** Exercise **
Copy the records below from the line with "Here is your" to the line with "402,121 -> 450,144", both ends included, with the requests. Adjust every coordinate in the answers by -33, keep the requests and their format samples unchanged, and leave the pictures out.

(Box-labeled dataset extracts)
● ● ● ● ● ● ●

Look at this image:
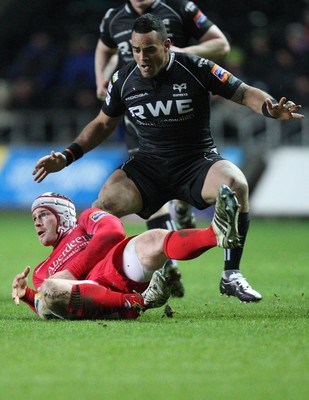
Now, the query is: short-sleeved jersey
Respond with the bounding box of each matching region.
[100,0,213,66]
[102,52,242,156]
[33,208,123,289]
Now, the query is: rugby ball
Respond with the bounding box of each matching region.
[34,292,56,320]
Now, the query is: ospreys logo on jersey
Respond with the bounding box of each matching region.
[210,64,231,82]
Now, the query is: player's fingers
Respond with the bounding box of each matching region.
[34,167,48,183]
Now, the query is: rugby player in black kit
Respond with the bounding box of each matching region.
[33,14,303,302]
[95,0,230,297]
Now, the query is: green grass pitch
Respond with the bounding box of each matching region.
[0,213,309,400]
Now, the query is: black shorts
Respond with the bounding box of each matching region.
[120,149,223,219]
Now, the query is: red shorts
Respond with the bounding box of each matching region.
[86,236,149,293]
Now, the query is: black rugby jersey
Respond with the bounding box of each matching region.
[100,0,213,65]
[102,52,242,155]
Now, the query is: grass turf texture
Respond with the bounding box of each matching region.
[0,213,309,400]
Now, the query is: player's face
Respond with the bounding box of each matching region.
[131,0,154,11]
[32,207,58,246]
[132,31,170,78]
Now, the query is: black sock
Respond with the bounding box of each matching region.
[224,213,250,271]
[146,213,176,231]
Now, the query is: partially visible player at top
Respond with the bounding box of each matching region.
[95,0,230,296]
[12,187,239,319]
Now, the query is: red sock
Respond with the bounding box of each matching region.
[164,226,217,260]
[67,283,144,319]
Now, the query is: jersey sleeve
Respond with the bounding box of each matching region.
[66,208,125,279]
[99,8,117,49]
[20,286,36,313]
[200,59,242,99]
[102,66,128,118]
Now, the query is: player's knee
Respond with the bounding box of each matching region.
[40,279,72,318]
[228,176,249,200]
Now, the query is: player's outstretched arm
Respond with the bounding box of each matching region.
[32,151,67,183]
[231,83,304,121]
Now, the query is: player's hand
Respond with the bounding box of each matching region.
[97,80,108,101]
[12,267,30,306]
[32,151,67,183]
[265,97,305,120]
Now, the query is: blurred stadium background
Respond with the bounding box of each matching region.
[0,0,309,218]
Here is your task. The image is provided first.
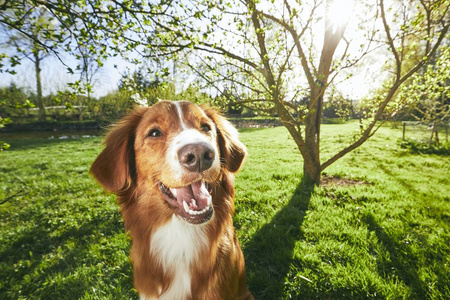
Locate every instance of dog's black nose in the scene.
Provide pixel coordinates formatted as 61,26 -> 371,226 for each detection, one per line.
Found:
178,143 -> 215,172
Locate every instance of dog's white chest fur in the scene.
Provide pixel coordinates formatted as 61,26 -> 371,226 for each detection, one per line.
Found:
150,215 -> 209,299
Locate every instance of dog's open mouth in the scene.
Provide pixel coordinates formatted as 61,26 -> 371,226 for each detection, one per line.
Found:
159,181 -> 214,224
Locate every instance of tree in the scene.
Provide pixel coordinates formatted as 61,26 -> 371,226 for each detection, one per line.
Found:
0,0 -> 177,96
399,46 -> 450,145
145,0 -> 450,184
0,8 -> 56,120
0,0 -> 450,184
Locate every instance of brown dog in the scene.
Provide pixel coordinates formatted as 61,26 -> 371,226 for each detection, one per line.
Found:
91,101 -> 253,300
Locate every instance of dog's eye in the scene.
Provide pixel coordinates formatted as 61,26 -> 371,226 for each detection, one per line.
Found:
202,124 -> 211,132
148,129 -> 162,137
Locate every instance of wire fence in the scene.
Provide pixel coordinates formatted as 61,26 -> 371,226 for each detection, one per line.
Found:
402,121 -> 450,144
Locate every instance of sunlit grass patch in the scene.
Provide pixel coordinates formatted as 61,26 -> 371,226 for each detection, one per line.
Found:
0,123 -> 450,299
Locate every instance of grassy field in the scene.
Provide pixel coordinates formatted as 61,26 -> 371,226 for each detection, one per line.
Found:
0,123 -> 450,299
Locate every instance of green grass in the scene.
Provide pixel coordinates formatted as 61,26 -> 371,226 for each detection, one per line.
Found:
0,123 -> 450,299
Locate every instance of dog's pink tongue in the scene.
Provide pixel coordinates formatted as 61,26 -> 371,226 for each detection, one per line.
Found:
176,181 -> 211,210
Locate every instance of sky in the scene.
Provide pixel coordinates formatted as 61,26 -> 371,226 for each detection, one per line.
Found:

● ● ● ● ● ● ●

** Task result **
Here is your task. The image is provided first.
Locate every instance of dog's black nose in the scene.
Provide pixel coordinates formatted as 61,26 -> 371,226 for each detection, one per line.
Found:
145,110 -> 182,139
Locate every instance of dog's white chest fur in the scene.
Provide pixel coordinates formatted as 61,26 -> 371,226 for each detection, one per line.
Found:
117,182 -> 176,266
Locate every instance of dog's open mouth in the scene.
Provide pixel coordinates formatted as 61,26 -> 371,226 for each detection, one per line.
Found:
126,148 -> 181,191
Locate every instance of tree in the scene.
Provide pixel coordinates formatted as 61,26 -> 371,226 for each detection, one per line.
Found:
-33,-33 -> 144,63
366,13 -> 417,112
112,-33 -> 417,151
-33,-25 -> 23,87
-33,-33 -> 417,151
Locate every instance of brown dog in the scene.
Provide pixel coordinates formatted as 61,26 -> 371,226 for each detection, one per line.
Found:
58,68 -> 220,267
Locate every instance of dog's eye in the scene.
Provide pixel coordinates formatted as 61,26 -> 371,226 for each detection, one per line.
Found:
169,91 -> 178,99
115,96 -> 129,104
Locate every instance of wire fence in the scene.
Provide pixel coordinates formatted as 61,26 -> 371,226 for each detection, one per line.
Found:
369,88 -> 417,111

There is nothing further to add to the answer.